== To do ==
Answer these questions about the new-year predictions post below:
1. What OCR does it forecast for the whole year?
2. At about what level does it expect Bitcoin to end the year?
3. How much is Auckland predicted to drop overall?

== Extract ==
■ ■ ■ ■ ■

Westpac NZ variable rate is 5.95% yet the Cash Rate in Australia is just 0.25% lower. Something's going to break; either the bond market ( interest rates) or the asset market ( property). Take your pick....and neither is good.....
Happy new year all, my ideas below. Looking forward to reflecting on them!
Property
- Auckland to drop 6% overall
- The first quartile houses to drop 6%, median 10%, and upper quartile no movement
- Other main centres to hold up well, finishing where they started
- Regions that have boomed lately without underlying wage growth locally to pull back
Sharemarket NZ
- First few months up
- Big blip on the radar before june, leading to a 7-12% drop
- Everyone to foresee doom, but it will blow over
- Finish the year 1% above where we started
Sharemarket Globally
- The big Digital players to keep growing at double digits
- China to grow 5%, but below growth expectations, which will still cause shivers elsewhere
- AU 4% growth over the year, US to continue surging for a period but hit bumps late year and finish near where it started
- Nothing major up or down overall
Politics
- Labour to push ahead agressively with social policies
- NZF to make lots of noise and thankfully achieve nothing
- A growing acceptance that the 2019 Greens referendum to legalise marijuana will be successful
- Trump and Kim to keep talking and doing nothing
- World to become increasingly wary of China, shadow market etc
Monetary policy/Interest Rates
- 1.75% OCR for the whole year
- Banks to find another 0.2% spread between TD and mortgage rates to meet capital requirements in Australia
- Fed to progress with planned increases
- China making noises about curtailing debt growth, and tightening monetary policy, then doing opposite when low growth becomes apparent
Crypto/Blockchain
- Bitcoin to become slightly more commoditised, and the very small piece of the very big pie of managed funds that will go into it will see it end the year about $20k, with decreasing but still relatively high volatility
- A bunch of other currencies to be 'the next big thing', some will make money, some will never be heard of again
- Lots of talk about how Blockchain will change everything, little to actually happen by EOY 18.

■ ■ ■ ■ ■

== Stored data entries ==
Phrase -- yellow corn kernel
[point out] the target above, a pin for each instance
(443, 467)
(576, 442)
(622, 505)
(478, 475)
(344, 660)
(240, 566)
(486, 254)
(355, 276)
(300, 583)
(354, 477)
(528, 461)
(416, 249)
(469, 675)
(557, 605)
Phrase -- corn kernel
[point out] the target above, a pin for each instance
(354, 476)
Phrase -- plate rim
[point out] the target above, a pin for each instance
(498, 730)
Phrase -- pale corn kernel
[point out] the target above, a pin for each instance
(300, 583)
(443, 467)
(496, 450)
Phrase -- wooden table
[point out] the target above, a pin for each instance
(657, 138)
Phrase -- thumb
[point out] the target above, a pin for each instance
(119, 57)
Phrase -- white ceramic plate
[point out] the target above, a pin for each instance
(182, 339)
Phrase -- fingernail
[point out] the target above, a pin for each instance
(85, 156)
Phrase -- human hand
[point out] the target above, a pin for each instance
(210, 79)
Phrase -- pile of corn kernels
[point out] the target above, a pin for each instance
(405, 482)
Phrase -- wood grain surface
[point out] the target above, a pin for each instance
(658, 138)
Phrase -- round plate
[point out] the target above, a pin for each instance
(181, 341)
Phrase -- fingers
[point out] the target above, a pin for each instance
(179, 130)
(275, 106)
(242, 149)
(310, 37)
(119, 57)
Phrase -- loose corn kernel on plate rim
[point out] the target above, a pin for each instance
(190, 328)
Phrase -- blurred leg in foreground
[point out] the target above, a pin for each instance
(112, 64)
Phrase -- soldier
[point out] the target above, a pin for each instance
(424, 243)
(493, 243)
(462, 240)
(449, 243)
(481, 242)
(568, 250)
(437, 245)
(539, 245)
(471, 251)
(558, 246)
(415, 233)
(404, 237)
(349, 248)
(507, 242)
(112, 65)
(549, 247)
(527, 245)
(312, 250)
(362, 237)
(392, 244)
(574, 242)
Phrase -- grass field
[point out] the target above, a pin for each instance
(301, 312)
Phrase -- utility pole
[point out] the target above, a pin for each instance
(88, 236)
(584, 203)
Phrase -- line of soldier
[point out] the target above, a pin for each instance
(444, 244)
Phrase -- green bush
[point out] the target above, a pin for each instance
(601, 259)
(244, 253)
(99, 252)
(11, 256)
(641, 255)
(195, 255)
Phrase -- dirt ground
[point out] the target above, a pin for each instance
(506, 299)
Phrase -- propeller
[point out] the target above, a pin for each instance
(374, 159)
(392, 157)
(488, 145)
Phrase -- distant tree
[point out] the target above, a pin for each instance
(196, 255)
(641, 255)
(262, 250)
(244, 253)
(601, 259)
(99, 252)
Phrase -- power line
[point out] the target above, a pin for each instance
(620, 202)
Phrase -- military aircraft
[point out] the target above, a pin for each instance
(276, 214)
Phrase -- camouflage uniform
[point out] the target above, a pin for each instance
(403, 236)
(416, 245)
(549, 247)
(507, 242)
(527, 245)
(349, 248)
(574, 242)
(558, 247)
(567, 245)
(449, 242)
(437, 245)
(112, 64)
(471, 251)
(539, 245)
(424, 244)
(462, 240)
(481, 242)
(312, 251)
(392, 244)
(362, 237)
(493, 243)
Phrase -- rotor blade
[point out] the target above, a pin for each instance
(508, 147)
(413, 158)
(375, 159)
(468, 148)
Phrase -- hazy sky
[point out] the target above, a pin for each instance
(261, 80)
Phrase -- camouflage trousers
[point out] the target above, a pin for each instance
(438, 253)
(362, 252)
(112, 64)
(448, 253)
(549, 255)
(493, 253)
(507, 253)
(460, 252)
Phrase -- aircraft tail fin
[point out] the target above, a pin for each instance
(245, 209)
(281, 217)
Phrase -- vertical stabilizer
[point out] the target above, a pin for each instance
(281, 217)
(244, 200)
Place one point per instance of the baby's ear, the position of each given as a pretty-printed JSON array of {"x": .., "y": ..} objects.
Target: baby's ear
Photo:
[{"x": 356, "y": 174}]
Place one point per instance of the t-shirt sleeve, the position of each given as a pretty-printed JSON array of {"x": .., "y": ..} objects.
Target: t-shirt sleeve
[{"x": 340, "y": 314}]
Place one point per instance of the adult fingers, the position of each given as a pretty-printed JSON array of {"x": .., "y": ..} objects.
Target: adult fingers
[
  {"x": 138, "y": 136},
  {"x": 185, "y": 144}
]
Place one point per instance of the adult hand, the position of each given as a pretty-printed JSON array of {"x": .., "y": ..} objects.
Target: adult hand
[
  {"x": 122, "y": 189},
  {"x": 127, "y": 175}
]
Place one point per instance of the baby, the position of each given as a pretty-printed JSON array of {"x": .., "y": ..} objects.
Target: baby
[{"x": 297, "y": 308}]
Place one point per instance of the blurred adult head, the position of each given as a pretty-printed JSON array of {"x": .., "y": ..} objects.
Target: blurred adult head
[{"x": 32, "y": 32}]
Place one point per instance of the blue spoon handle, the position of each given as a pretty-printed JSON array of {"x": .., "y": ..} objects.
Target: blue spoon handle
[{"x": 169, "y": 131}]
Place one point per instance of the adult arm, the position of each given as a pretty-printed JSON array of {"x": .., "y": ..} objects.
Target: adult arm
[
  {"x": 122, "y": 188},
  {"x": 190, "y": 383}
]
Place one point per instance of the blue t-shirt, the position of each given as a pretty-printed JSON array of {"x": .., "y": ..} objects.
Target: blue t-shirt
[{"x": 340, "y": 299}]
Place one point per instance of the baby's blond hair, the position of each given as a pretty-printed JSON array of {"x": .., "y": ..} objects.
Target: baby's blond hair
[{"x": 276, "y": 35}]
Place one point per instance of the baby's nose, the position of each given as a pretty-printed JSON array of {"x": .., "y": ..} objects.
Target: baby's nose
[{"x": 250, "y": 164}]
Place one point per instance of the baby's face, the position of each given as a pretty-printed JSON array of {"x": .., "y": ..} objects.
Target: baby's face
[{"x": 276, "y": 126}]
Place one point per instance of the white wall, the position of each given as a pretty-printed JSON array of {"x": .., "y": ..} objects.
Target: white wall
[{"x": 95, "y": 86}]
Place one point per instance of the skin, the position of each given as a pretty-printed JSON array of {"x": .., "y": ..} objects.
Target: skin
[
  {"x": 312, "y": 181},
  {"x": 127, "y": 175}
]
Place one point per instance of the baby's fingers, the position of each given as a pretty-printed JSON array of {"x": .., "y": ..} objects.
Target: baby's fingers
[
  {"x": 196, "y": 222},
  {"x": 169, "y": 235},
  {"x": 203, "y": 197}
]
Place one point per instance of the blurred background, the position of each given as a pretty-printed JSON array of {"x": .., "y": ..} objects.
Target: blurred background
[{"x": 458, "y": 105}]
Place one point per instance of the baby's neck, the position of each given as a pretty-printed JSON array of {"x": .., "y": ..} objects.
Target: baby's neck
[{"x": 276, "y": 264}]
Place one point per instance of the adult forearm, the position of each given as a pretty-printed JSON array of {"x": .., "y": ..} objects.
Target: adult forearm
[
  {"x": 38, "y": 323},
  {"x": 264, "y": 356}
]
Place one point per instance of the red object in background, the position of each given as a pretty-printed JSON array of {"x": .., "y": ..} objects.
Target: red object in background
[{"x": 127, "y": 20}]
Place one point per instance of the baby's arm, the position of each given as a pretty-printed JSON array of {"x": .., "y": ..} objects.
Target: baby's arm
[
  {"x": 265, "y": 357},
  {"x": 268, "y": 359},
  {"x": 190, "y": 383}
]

■ ■ ■ ■ ■

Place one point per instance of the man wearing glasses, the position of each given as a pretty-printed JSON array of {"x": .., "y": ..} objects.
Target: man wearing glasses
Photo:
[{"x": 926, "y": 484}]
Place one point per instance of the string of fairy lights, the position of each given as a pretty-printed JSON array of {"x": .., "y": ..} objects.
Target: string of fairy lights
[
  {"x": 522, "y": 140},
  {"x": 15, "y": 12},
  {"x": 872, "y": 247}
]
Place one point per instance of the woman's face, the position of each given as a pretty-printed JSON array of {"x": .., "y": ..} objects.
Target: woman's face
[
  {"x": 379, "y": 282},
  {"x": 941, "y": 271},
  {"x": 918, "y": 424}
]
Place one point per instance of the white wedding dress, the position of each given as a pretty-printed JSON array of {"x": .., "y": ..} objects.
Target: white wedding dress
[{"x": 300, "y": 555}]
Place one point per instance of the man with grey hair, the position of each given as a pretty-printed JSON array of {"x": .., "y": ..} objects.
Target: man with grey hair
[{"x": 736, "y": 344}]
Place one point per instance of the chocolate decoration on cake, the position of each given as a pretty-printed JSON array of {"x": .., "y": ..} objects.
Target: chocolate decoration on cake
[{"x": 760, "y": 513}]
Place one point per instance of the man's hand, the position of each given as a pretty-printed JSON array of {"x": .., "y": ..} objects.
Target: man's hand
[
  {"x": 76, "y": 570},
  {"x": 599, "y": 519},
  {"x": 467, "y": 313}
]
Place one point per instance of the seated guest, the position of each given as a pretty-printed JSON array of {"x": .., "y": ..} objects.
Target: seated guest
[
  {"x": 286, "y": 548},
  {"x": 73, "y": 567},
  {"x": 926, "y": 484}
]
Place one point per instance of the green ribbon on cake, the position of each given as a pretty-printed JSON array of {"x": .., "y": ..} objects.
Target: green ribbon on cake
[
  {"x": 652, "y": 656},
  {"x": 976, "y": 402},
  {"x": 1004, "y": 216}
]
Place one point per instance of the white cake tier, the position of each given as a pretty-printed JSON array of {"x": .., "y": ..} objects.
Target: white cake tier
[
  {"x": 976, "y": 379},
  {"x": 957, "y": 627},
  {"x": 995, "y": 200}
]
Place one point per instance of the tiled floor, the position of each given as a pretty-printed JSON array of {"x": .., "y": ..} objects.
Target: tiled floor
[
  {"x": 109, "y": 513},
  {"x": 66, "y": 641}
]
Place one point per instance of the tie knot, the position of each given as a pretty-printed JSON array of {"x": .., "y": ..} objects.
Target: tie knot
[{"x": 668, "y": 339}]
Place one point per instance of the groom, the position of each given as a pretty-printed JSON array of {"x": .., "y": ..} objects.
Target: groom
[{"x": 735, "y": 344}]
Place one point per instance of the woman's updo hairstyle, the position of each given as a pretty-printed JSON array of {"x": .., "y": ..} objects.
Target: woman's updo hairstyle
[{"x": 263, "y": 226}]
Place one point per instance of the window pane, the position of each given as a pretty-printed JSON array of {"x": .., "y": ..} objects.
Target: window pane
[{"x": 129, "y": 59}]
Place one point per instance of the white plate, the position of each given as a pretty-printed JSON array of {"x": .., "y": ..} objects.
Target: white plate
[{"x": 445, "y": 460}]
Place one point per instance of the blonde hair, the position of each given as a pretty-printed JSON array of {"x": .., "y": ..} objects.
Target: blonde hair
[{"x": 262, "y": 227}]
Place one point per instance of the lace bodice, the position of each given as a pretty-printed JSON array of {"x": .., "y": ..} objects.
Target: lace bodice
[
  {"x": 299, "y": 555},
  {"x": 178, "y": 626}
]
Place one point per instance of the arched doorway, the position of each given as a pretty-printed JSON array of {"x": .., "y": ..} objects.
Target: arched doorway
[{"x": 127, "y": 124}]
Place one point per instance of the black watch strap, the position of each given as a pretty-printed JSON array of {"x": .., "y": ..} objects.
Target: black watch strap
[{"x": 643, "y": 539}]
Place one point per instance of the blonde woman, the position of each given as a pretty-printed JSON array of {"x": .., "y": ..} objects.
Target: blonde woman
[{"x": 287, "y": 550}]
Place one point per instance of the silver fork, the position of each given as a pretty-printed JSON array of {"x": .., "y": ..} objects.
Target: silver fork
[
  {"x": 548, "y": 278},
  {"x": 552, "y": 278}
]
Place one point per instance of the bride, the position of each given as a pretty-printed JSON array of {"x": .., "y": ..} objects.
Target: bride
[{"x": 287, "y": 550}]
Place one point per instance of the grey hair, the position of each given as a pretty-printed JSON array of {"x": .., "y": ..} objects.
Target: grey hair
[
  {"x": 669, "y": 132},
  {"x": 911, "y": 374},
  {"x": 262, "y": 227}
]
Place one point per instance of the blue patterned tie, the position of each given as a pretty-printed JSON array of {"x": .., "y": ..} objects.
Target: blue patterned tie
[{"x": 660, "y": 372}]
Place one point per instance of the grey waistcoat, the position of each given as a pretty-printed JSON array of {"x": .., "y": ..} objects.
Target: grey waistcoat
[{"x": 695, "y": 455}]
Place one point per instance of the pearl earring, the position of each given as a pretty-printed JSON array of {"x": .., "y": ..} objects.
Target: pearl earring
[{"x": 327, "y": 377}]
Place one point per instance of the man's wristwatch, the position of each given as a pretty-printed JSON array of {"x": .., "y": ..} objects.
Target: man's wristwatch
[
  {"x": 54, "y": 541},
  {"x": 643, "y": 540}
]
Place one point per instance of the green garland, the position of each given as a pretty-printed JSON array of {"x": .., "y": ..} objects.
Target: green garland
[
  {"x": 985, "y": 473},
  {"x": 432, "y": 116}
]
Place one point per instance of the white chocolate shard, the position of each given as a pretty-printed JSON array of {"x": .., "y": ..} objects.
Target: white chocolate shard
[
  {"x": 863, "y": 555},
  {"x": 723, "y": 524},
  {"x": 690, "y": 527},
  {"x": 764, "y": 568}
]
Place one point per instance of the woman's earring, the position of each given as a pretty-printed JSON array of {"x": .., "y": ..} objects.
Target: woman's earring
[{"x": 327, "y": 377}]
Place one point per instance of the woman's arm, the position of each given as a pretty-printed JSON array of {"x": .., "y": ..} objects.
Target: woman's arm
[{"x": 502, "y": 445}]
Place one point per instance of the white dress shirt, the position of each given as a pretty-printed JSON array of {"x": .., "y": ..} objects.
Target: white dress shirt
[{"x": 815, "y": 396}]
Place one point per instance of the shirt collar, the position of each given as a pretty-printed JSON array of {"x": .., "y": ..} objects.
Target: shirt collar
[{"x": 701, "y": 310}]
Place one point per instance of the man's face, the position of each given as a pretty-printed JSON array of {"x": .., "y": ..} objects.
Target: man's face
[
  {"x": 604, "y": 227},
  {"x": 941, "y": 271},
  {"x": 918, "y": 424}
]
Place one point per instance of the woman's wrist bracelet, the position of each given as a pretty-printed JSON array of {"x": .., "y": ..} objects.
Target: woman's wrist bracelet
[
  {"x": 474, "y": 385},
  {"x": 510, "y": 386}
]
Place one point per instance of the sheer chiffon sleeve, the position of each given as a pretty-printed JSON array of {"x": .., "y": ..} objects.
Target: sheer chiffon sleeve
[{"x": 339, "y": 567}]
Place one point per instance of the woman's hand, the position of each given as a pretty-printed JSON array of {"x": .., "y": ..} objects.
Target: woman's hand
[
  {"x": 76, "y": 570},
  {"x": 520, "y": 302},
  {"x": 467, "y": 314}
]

■ ■ ■ ■ ■

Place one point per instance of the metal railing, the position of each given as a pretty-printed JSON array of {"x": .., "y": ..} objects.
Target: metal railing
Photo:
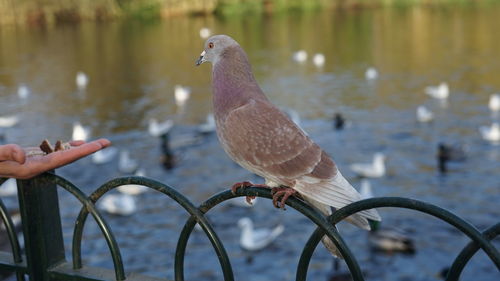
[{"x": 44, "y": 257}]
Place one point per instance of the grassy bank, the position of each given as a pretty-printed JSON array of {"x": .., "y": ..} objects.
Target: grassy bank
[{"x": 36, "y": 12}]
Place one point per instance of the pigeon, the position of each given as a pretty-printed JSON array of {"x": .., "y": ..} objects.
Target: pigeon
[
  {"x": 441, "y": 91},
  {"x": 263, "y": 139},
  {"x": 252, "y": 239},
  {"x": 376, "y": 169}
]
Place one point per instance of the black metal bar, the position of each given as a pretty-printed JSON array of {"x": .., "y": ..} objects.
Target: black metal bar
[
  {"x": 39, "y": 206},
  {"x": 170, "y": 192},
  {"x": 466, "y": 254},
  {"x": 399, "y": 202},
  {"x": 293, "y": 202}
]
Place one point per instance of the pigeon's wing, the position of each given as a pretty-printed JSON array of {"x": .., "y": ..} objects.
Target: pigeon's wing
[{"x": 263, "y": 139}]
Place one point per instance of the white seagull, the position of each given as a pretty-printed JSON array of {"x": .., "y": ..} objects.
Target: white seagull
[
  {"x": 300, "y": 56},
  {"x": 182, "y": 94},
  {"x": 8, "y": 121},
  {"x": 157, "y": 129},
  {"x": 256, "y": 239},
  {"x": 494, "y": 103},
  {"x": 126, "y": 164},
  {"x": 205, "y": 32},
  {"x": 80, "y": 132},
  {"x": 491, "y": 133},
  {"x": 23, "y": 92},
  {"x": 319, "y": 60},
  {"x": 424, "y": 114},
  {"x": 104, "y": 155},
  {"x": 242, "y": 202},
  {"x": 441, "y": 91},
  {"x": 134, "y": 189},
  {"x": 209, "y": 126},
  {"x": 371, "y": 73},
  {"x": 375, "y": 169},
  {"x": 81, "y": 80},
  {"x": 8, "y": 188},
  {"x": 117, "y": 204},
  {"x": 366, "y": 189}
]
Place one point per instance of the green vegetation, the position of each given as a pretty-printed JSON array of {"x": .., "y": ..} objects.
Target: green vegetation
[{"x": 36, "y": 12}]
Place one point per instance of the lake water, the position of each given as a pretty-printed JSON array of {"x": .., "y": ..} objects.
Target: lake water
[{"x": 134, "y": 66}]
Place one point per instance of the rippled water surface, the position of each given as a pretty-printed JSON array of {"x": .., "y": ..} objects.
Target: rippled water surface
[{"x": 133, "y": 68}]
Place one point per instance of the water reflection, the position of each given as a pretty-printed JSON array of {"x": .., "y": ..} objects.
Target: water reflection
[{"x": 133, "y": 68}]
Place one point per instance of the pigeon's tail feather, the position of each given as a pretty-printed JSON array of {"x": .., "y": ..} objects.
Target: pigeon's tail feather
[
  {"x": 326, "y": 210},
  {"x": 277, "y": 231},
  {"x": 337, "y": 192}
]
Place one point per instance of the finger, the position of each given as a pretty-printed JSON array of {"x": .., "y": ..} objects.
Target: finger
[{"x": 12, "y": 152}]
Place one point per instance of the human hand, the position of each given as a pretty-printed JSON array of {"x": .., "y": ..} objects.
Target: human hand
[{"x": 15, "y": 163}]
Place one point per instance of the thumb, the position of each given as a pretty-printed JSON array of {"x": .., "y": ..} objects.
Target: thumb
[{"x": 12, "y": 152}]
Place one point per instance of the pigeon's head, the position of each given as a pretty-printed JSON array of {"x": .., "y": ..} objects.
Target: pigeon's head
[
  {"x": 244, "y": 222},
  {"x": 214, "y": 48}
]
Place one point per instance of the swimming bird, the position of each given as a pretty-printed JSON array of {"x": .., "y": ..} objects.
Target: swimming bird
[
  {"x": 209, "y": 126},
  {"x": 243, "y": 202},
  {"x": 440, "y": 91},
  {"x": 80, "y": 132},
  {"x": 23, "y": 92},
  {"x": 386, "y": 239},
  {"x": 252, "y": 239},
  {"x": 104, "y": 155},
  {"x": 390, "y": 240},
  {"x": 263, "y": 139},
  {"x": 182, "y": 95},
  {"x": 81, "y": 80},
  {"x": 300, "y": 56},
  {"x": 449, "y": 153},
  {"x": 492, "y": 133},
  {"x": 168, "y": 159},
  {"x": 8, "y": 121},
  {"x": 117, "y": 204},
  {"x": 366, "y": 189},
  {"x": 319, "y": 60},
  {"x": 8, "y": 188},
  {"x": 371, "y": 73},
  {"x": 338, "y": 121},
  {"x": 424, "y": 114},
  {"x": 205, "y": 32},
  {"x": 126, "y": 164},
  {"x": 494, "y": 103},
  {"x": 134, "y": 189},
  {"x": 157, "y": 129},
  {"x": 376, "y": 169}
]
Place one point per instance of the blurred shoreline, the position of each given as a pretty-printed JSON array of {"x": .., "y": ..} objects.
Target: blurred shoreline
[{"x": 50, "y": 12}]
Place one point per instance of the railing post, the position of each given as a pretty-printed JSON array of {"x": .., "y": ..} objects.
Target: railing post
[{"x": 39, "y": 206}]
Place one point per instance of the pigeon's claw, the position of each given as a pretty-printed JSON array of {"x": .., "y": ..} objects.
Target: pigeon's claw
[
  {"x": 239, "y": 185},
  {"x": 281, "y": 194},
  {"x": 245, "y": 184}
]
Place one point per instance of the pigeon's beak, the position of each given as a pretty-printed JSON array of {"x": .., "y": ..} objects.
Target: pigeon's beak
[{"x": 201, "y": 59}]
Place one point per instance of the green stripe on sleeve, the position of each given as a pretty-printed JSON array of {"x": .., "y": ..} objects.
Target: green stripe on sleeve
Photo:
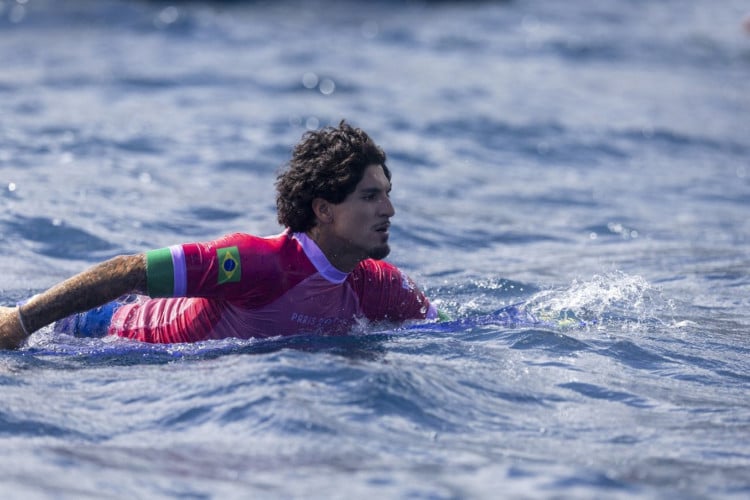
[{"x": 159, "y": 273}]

■ ■ ■ ■ ■

== Output of the task ==
1. 1.75%
2. About $20k
3. 6%